ASSIGNED TASK A:
According to the dental implants page, what material is an implant made from?
ASSIGNED TASK B:
Echo the portion of the dental implants page that opens with the words containing "Implants can be" and closes with "for implant treatment?".

SELECTED PASSAGE:
§ §
Treatments > Implants
What are dental implants?
Implants can be an excellent way of replacing teeth that have been lost. In the past the only ways of replacing missing teeth ware with removable dentures or bridges that involve cutting down the teeth either side of the gap. Now that implants have been developed it is possible to have a permanent replacement for missing teeth that does not involve damaging any other teeth.
An implant is an artificial replacement for a natural tooth root, made from titanium. Once fitted, if regularly maintained and cared for properly an implant can last a lifetime.
Am I suitable for implant treatment?
Before any implant treatment is carried out a full assessment will be carried out to see if you are suitable for implant treatment. Most people who have good general health are suitable for implants. Some medical conditions, smoking and a history of gum problems can reduce the chance of success of implant treatment. In some cases there is not sufficient jaw bone remaining after the teeth have been lost to place implants but techniques are available to restore this bone.
§ §
EXTRACTED ENTRIES:
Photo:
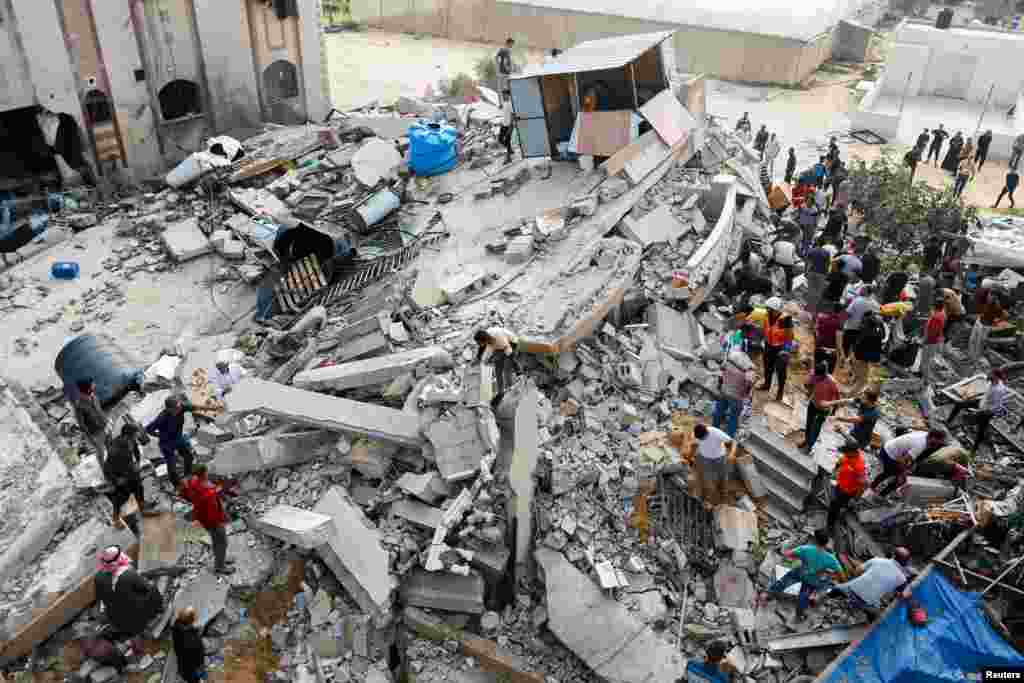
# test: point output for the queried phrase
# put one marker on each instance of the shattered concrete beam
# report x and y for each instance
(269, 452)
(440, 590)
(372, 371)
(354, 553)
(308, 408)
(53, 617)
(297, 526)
§ §
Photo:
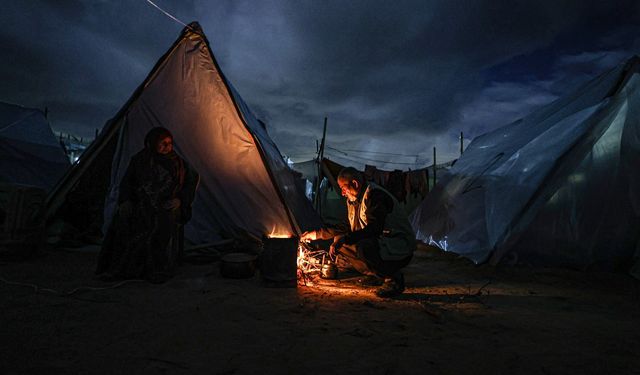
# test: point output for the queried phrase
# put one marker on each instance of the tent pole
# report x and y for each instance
§ §
RESULT A:
Titanium.

RESULT B:
Implants can be an excellent way of replacing teeth that have been lost. In the past the only ways of replacing missing teeth ware with removable dentures or bridges that involve cutting down the teeth either side of the gap. Now that implants have been developed it is possible to have a permanent replacement for missing teeth that does not involve damaging any other teeth.
An implant is an artificial replacement for a natural tooth root, made from titanium. Once fitted, if regularly maintained and cared for properly an implant can last a lifetime.
Am I suitable for implant treatment?